Task brief: In the copy, keep every record exact and leave out all images.

Data provided:
***

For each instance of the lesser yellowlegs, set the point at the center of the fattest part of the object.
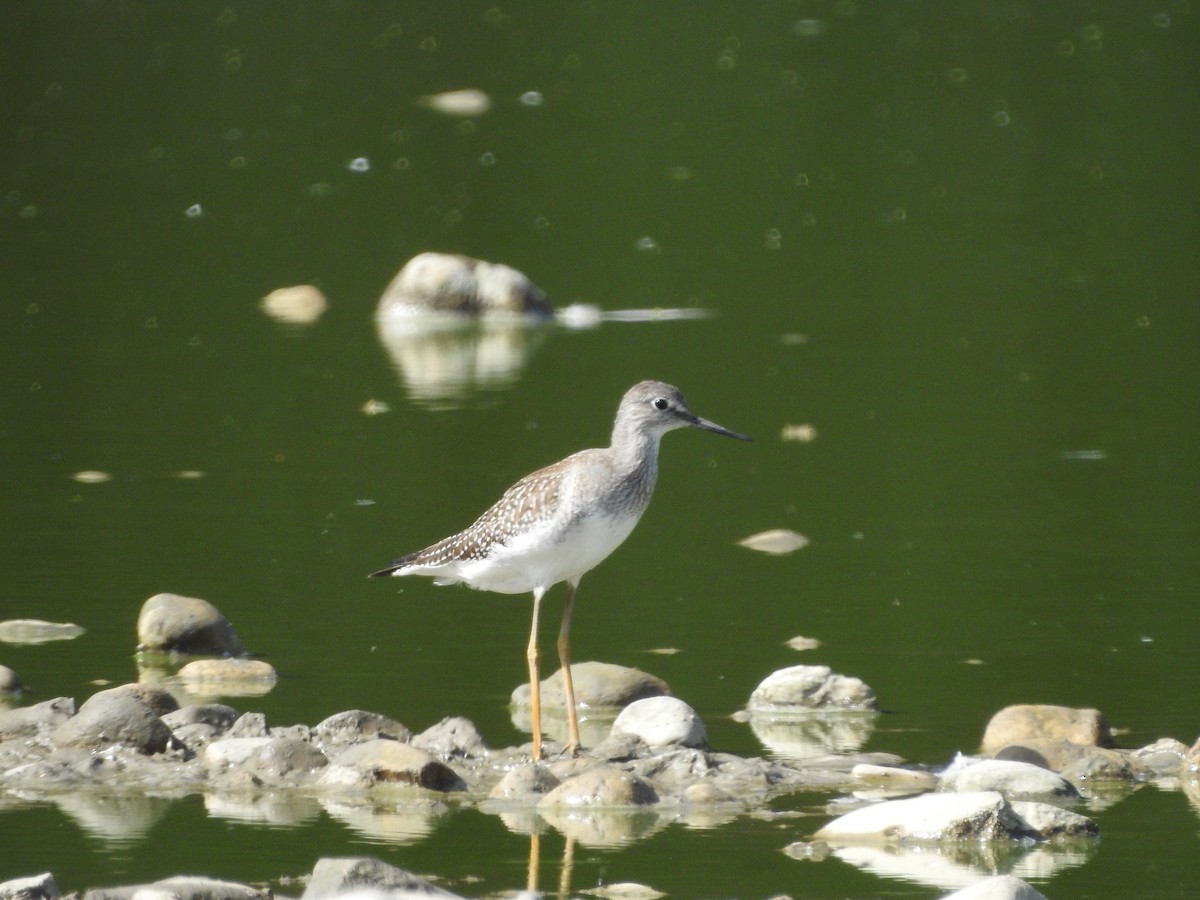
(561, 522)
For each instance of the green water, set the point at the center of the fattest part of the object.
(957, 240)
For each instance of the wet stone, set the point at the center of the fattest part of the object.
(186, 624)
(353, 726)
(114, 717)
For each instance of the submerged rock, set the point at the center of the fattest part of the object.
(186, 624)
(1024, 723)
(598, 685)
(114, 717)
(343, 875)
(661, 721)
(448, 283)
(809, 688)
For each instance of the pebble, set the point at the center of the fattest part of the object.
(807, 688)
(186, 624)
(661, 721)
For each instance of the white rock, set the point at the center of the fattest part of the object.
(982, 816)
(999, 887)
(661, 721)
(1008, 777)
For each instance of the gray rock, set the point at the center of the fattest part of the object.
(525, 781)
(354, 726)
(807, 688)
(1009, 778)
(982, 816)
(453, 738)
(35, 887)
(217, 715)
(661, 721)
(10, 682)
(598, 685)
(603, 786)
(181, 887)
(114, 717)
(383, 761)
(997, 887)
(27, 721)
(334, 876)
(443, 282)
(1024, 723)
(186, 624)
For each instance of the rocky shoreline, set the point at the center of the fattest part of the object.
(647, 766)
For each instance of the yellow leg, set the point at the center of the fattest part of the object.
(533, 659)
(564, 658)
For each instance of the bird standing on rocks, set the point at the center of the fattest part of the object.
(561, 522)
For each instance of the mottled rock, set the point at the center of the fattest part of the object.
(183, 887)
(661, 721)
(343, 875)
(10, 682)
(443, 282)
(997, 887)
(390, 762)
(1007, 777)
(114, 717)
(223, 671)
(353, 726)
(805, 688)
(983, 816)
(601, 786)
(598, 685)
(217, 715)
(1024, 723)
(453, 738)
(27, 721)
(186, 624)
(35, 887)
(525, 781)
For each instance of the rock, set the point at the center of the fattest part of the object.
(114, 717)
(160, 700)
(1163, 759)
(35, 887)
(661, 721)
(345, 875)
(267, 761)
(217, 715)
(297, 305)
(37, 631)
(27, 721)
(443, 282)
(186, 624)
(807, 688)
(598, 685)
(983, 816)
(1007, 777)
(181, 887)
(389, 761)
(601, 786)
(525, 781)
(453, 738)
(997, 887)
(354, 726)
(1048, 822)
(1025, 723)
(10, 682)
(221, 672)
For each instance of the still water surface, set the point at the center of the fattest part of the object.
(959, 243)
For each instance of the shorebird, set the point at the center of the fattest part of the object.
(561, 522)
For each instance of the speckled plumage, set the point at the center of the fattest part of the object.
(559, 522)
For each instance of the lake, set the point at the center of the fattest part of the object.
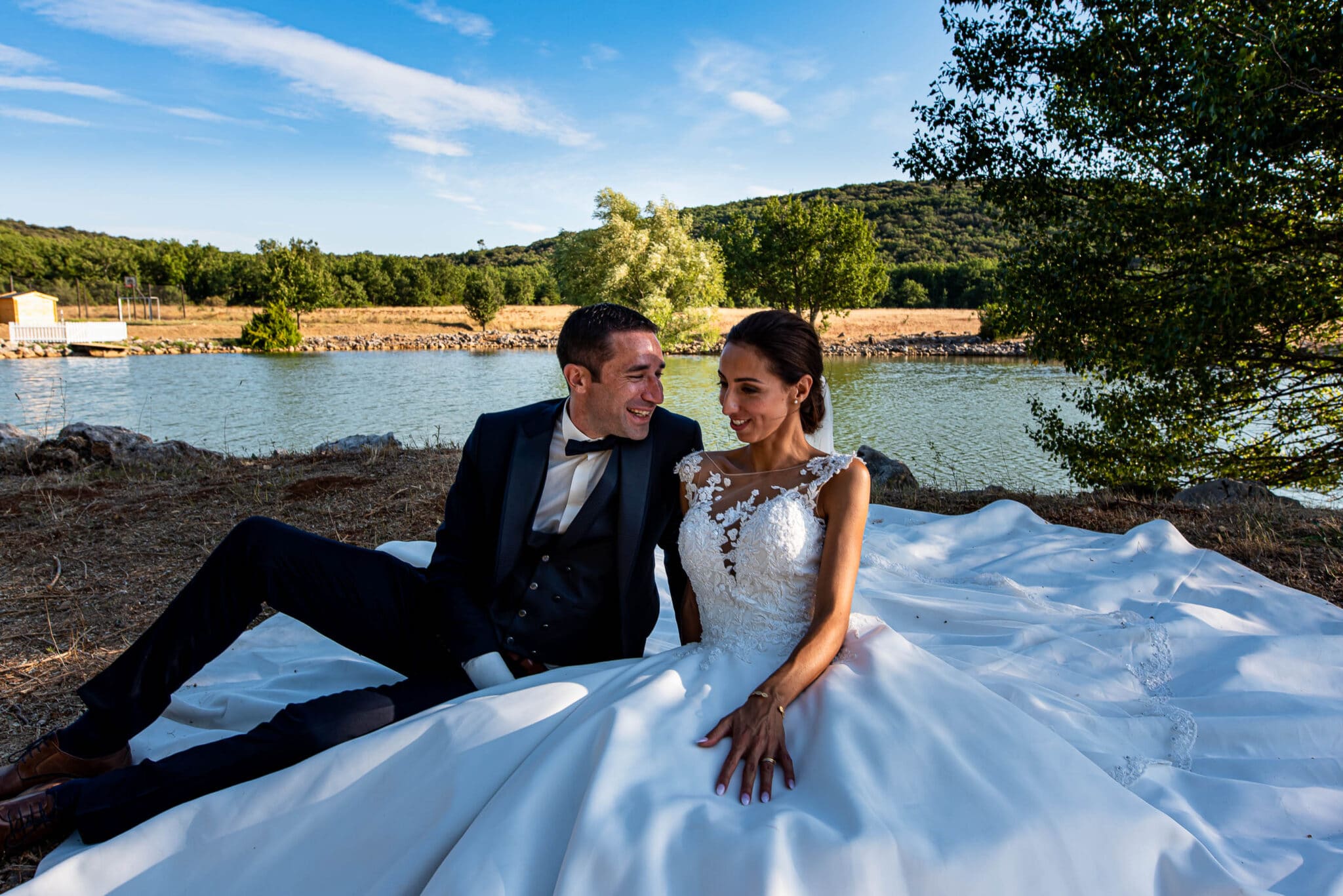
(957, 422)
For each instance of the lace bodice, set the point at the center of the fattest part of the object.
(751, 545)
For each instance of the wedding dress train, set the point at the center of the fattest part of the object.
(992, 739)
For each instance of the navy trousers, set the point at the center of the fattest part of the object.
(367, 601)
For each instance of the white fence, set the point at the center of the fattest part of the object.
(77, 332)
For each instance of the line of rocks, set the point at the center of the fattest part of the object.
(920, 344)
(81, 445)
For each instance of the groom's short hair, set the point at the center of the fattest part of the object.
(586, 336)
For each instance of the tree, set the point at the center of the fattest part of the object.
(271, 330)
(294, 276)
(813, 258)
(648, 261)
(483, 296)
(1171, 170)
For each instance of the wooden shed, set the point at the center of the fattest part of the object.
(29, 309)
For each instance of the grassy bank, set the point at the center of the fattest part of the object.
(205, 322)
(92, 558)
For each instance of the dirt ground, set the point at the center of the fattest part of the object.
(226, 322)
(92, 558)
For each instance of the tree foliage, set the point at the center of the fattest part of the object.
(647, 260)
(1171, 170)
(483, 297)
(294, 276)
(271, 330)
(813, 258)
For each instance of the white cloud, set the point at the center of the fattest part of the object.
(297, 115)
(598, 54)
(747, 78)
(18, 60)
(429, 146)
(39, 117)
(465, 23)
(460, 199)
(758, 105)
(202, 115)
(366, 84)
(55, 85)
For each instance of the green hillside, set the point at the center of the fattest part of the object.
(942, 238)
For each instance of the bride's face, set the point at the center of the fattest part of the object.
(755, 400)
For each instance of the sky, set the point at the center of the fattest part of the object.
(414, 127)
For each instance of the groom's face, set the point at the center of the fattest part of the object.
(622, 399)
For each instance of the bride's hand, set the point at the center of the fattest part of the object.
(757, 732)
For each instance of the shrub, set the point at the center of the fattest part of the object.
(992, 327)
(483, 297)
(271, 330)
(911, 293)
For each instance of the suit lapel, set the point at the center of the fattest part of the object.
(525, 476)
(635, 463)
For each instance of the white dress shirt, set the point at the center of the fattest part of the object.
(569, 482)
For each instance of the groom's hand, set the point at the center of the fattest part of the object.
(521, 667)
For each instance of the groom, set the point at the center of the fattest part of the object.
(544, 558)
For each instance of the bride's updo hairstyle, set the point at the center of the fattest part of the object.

***

Output for this task:
For each instance of the lesser yellowlegs, set the point at the center of the fattest part of the object.
(561, 522)
For each instance of the green water, set the point at the center of the fattest part of the object.
(957, 240)
For each instance of the wet stone, set the point at the center of the fattest part of the object.
(186, 624)
(353, 726)
(114, 717)
For each instance of the submerged rock, set the point at the center of the fattest part of the object.
(186, 624)
(1024, 723)
(598, 685)
(114, 717)
(343, 875)
(661, 721)
(448, 283)
(809, 688)
For each instance of the pebble, set the point at the center of the fattest part of the object.
(807, 688)
(186, 624)
(661, 721)
For each instance of the white rock, set the point at the center of the fattest part of the object.
(982, 816)
(999, 887)
(661, 721)
(1008, 777)
For each instance of the gray rock, set the point at the center of the fattest part of the object.
(525, 781)
(354, 726)
(807, 688)
(1009, 778)
(982, 816)
(453, 738)
(35, 887)
(217, 715)
(661, 721)
(10, 682)
(598, 685)
(603, 786)
(181, 887)
(114, 717)
(383, 761)
(997, 887)
(27, 721)
(334, 876)
(443, 282)
(1024, 723)
(186, 624)
For each instance of the rocky shoreline, set the point at the center of the fattest part of the object.
(647, 766)
For each instance of the yellow leg, set the point at the center of the fattest part of the object.
(533, 659)
(564, 658)
For each instance of the bird standing on rocks, set the point at the center of the fattest part of the object.
(561, 522)
For each instance of the mottled rock, set the point at the center of the fattest part of the object.
(183, 887)
(661, 721)
(343, 875)
(10, 682)
(443, 282)
(997, 887)
(390, 762)
(1007, 777)
(114, 717)
(223, 671)
(353, 726)
(805, 688)
(983, 816)
(601, 786)
(598, 685)
(217, 715)
(1024, 723)
(453, 738)
(27, 721)
(186, 624)
(35, 887)
(525, 781)
For each instance of the rock, set the point at the center of the fattest part of the object.
(114, 717)
(160, 700)
(1163, 759)
(35, 887)
(661, 721)
(345, 875)
(267, 761)
(217, 715)
(297, 305)
(37, 631)
(27, 721)
(443, 282)
(186, 624)
(807, 688)
(598, 685)
(983, 816)
(1007, 777)
(181, 887)
(389, 761)
(601, 786)
(525, 781)
(453, 738)
(997, 887)
(354, 726)
(1048, 822)
(1025, 723)
(10, 682)
(221, 672)
For each instance of the still water surface, set the point at the center of the fattest part of the object.
(959, 243)
For each instance of the shorebird, set the point at the center of the fattest part of the object.
(561, 522)
For each instance of the speckled plumage, set the point at the center of the fattest part of the object.
(559, 522)
For each instance of the lake, set the point at the center of the fattest part of the object.
(957, 422)
For each instance of the lace bodice, set the point at the center of the fattest part of the object.
(751, 545)
For each instance of the wedding dress train, set the point at the center of the fattest part of the object.
(992, 739)
For each instance of the navy trousers, set the point at the center of the fattest part of the object.
(367, 601)
For each instance of the white fence, set the point at the center of the fattest part of the object.
(77, 332)
For each instance of the line of rocks, set the point at the center of the fattest part of the object.
(920, 344)
(81, 445)
For each instance of the groom's short hair, set the point at the center of the fattest part of the object.
(586, 336)
For each instance of the tree, set the point at the center of the fattest part of the object.
(271, 330)
(294, 276)
(813, 258)
(648, 261)
(483, 296)
(1171, 170)
For each instance of the wooden shed, set the point at the center of the fattest part of the object.
(29, 309)
For each instance of the grassy bank, set the point at the center of the fattest part of the object.
(205, 322)
(92, 558)
For each instance of the dirt ground, set the point at the center of the fattest part of the object.
(226, 322)
(92, 558)
For each instance of the tree foliage, set the point at the center of the fattest part of the object.
(647, 260)
(1171, 170)
(483, 297)
(294, 276)
(271, 330)
(813, 258)
For each instance of the white cloud, set the point at the center of the fattest part of the object.
(297, 115)
(598, 54)
(747, 78)
(18, 60)
(429, 146)
(39, 117)
(465, 23)
(460, 199)
(758, 105)
(202, 115)
(366, 84)
(55, 85)
For each instance of the green hillside, set the point at the center of the fattest part of the object.
(942, 238)
For each instance of the bride's face, set the point at the center of the fattest part of the object.
(755, 400)
For each instance of the sky, set the point at the center of the fattest part of the object.
(414, 127)
For each instance of the groom's face, set the point at the center of the fattest part of the object.
(622, 399)
For each instance of the bride's hand, set the point at the center of the fattest part of the object.
(757, 732)
For each instance of the shrub, set the point at the center of the fattest part of the object.
(992, 327)
(483, 297)
(271, 330)
(911, 293)
For each instance of the suit lapel, set the point at the center of the fattest part of the object.
(525, 476)
(635, 463)
For each instance of the white dress shirt, set the point at the center of the fattest part of the object.
(569, 482)
For each instance of the groom's hand, set the point at the center of the fattest part of the object.
(521, 667)
For each instance of the groom, set the point at the center of the fattest part of the object.
(544, 558)
For each instance of the bride's updo hairstyle, set the point at the center of the fattest part of the object.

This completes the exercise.